### DATA RECORDS
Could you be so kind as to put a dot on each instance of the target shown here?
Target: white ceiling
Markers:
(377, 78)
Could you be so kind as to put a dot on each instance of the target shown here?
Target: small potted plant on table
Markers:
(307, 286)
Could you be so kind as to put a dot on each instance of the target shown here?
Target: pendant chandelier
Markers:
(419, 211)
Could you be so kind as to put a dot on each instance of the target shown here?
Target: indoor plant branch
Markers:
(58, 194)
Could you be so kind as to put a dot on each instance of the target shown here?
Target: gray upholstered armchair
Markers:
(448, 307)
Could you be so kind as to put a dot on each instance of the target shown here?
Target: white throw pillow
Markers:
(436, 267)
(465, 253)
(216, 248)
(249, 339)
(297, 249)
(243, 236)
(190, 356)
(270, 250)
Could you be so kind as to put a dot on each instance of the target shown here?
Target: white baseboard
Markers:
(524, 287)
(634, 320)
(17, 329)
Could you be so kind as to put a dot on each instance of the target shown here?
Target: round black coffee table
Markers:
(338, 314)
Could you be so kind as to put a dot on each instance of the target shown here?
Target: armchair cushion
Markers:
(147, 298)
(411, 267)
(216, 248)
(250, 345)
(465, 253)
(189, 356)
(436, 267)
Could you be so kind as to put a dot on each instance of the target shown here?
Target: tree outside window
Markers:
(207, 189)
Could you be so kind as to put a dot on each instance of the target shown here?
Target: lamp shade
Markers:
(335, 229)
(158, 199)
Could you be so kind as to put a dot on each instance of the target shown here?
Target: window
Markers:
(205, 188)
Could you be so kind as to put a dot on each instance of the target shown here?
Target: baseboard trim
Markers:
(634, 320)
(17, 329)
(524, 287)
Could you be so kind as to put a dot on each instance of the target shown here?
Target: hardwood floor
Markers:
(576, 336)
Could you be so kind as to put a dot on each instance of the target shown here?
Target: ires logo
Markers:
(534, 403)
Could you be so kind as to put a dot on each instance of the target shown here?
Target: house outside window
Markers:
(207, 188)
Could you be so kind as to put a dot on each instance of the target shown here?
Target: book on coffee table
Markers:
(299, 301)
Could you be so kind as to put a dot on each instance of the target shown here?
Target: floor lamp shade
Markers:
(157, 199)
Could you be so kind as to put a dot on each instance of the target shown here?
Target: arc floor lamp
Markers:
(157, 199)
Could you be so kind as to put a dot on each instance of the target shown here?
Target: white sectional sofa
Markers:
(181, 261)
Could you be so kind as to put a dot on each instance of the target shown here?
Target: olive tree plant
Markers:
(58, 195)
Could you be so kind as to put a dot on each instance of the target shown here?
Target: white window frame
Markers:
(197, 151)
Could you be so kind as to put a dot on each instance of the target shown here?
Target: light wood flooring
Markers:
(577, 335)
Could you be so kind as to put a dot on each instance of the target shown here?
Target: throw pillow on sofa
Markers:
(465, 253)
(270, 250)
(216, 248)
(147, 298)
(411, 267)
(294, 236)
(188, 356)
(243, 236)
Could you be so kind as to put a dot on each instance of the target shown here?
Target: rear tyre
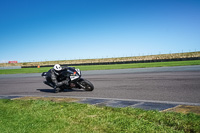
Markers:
(88, 86)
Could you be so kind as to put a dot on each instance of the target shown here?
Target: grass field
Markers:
(117, 59)
(37, 116)
(106, 67)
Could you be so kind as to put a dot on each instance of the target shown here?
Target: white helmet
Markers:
(57, 67)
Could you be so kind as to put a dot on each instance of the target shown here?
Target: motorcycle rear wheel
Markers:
(88, 86)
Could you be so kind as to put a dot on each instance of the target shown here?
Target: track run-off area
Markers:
(131, 87)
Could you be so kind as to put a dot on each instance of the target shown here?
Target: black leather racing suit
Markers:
(52, 77)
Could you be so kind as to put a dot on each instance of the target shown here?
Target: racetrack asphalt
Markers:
(148, 88)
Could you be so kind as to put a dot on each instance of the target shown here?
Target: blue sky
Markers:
(44, 30)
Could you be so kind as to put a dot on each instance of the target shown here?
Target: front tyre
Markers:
(87, 85)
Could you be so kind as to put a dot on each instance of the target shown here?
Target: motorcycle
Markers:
(75, 80)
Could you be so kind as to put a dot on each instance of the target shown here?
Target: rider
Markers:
(53, 75)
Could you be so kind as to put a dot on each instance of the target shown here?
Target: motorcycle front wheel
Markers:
(86, 85)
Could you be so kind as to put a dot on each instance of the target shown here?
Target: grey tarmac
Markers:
(148, 88)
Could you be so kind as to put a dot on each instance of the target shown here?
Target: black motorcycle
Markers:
(75, 80)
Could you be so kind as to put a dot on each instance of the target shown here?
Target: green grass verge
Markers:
(106, 67)
(18, 116)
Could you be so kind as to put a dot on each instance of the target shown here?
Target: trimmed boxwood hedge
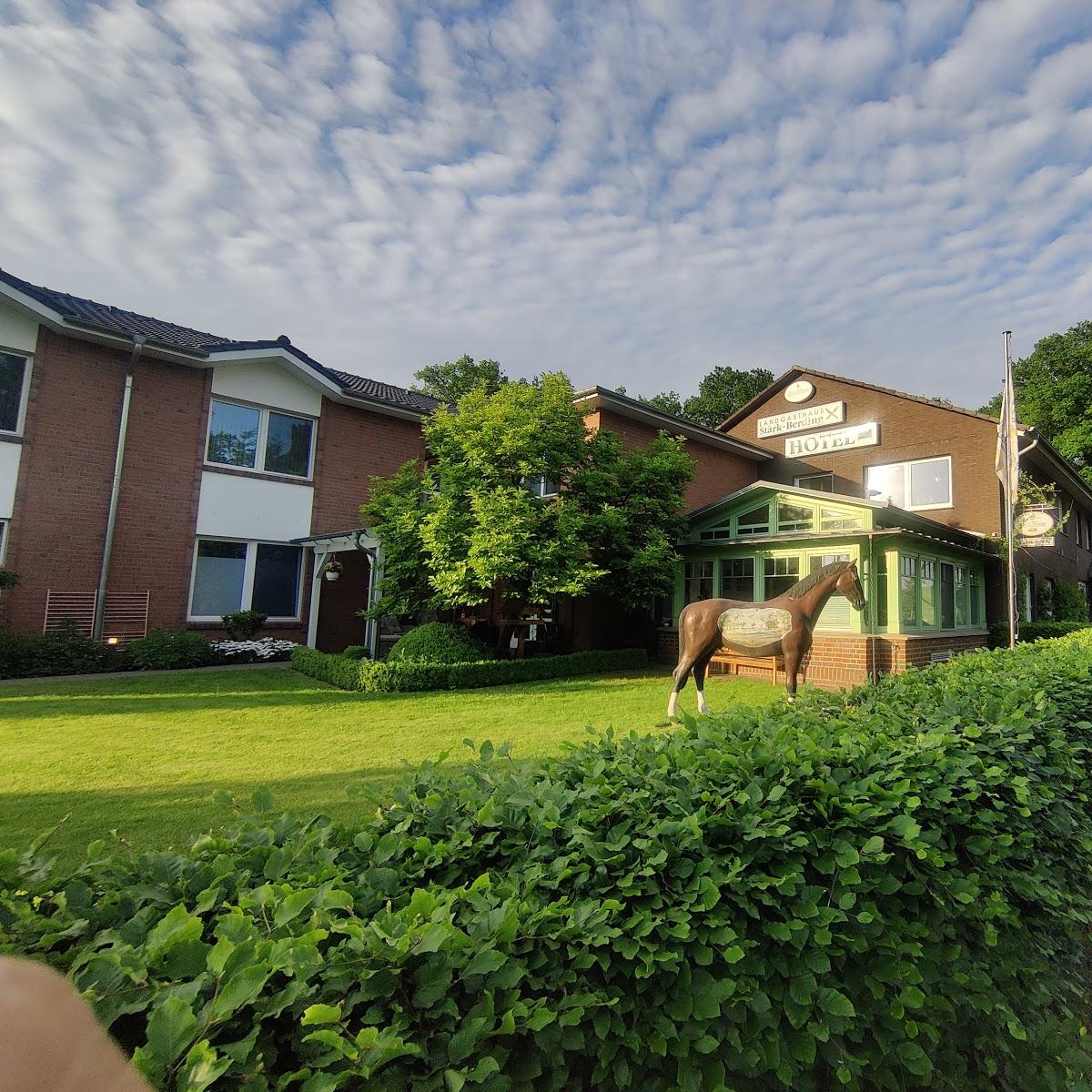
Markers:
(383, 676)
(875, 891)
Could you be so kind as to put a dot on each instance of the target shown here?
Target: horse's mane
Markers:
(800, 590)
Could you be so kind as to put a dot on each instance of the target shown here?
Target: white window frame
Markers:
(905, 481)
(798, 481)
(263, 429)
(25, 394)
(248, 579)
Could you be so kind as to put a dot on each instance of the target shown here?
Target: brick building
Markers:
(157, 476)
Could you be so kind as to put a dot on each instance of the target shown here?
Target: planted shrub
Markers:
(385, 676)
(65, 651)
(440, 642)
(243, 625)
(167, 650)
(885, 890)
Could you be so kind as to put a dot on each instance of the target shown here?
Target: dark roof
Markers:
(104, 317)
(386, 392)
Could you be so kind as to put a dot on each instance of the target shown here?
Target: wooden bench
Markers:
(725, 659)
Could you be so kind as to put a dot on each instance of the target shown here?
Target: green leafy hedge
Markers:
(875, 891)
(440, 642)
(1033, 632)
(383, 676)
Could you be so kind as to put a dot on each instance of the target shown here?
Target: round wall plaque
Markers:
(1036, 524)
(800, 391)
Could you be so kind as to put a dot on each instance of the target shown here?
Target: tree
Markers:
(476, 518)
(1054, 393)
(720, 394)
(449, 381)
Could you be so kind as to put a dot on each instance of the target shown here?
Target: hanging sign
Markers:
(852, 436)
(1036, 527)
(796, 420)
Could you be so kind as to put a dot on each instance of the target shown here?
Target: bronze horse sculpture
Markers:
(780, 627)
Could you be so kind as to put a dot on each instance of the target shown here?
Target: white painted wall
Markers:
(9, 475)
(266, 383)
(234, 506)
(17, 331)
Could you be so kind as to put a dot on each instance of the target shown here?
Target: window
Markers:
(737, 579)
(699, 581)
(779, 574)
(923, 484)
(14, 372)
(831, 519)
(824, 483)
(794, 517)
(928, 582)
(239, 576)
(260, 440)
(960, 581)
(907, 591)
(541, 486)
(947, 596)
(754, 522)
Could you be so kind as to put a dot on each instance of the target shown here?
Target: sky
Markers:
(632, 192)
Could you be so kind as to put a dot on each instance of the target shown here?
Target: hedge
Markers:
(1033, 632)
(883, 890)
(385, 677)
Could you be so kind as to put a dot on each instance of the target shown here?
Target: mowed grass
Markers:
(143, 754)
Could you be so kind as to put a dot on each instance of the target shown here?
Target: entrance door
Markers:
(339, 626)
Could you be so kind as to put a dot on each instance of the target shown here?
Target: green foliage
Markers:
(243, 625)
(879, 891)
(387, 677)
(1033, 632)
(65, 651)
(450, 381)
(720, 394)
(440, 642)
(469, 524)
(167, 650)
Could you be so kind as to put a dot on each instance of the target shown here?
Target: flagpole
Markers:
(1013, 468)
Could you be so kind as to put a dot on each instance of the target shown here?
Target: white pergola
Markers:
(339, 541)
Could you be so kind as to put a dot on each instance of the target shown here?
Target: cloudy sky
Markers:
(632, 191)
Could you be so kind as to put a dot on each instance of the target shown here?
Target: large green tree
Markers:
(449, 381)
(518, 496)
(720, 394)
(1054, 393)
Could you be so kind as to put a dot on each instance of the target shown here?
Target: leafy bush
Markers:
(167, 649)
(243, 625)
(440, 642)
(65, 651)
(874, 891)
(265, 650)
(1033, 632)
(385, 676)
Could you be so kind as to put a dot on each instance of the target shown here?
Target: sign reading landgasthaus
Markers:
(852, 436)
(796, 420)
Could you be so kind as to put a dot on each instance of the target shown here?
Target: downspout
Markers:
(112, 518)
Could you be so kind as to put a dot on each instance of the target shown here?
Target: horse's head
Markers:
(849, 584)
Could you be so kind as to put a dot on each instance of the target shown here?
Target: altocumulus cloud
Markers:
(632, 191)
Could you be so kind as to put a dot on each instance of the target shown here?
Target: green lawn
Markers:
(143, 754)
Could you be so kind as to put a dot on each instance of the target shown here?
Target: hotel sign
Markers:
(853, 436)
(797, 420)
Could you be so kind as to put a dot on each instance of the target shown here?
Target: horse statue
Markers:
(780, 627)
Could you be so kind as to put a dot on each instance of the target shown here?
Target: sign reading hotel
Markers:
(836, 440)
(797, 420)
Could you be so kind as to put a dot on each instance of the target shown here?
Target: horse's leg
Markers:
(699, 681)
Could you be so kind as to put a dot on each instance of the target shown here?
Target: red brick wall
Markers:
(718, 473)
(909, 430)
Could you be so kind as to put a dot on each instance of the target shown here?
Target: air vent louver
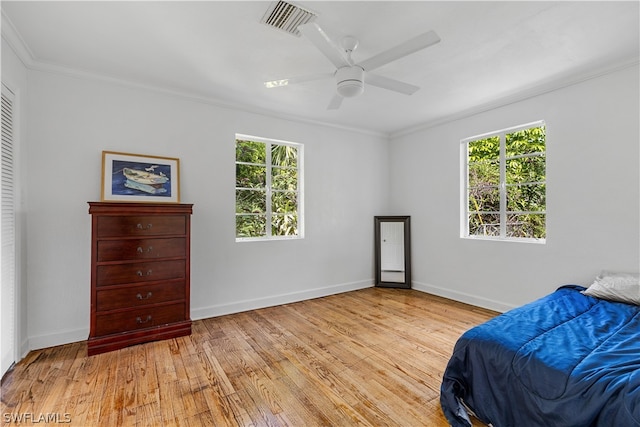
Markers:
(287, 17)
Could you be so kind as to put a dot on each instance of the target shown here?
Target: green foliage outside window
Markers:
(267, 193)
(522, 182)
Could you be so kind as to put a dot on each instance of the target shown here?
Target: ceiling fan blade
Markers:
(335, 103)
(296, 80)
(410, 46)
(390, 84)
(322, 41)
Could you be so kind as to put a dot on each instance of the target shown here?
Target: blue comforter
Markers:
(564, 360)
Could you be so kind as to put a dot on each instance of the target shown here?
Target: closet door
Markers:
(7, 229)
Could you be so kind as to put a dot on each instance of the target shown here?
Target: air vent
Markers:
(287, 17)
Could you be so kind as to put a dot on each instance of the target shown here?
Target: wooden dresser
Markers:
(140, 268)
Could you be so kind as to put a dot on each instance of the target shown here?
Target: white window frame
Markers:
(300, 208)
(464, 191)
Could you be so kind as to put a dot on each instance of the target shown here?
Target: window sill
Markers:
(506, 239)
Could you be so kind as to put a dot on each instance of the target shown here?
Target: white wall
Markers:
(592, 196)
(71, 120)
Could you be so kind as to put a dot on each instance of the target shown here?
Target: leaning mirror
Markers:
(393, 251)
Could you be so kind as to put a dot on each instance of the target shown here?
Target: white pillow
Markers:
(620, 287)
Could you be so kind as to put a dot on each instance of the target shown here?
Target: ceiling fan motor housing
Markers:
(350, 81)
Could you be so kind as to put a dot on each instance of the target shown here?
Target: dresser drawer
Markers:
(118, 250)
(143, 225)
(139, 318)
(114, 274)
(133, 296)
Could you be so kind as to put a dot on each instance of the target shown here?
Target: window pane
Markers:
(251, 201)
(484, 173)
(284, 179)
(284, 224)
(251, 225)
(484, 149)
(484, 224)
(526, 169)
(526, 197)
(249, 176)
(486, 198)
(251, 152)
(284, 155)
(526, 141)
(527, 226)
(284, 201)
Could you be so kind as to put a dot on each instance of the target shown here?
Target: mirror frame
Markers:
(406, 220)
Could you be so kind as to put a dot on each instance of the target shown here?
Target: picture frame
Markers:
(139, 178)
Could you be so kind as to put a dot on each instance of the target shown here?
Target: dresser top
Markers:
(138, 208)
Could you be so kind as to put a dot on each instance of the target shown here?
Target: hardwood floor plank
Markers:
(373, 357)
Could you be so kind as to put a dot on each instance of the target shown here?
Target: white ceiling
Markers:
(491, 53)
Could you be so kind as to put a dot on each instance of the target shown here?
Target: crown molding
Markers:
(15, 41)
(26, 56)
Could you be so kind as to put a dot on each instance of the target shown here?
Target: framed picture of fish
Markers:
(139, 178)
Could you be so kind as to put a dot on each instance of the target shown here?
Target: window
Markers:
(505, 185)
(269, 189)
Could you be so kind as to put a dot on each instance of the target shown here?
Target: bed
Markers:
(571, 358)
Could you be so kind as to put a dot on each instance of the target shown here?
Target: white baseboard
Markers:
(253, 304)
(463, 297)
(57, 338)
(69, 336)
(65, 337)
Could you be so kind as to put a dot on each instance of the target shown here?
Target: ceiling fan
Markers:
(350, 77)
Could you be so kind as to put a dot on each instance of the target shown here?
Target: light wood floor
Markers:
(373, 357)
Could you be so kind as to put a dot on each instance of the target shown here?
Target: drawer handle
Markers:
(140, 297)
(140, 321)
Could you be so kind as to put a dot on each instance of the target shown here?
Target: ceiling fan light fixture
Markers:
(349, 81)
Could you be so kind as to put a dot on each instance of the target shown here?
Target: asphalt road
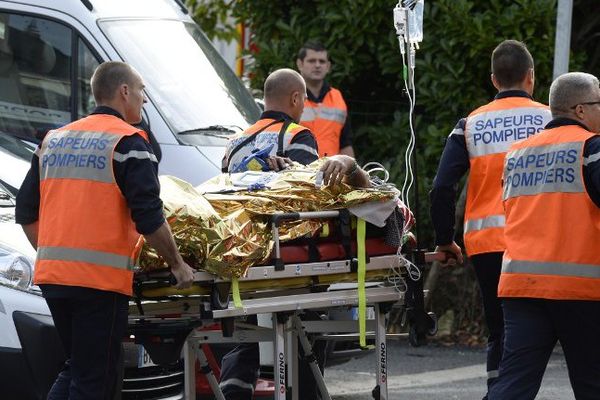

### WRITTEN REQUEST
Tally the lines in the listing above that contain the string "drawer", matching case exactly. Reply with only the number.

### CORRECT RESULT
2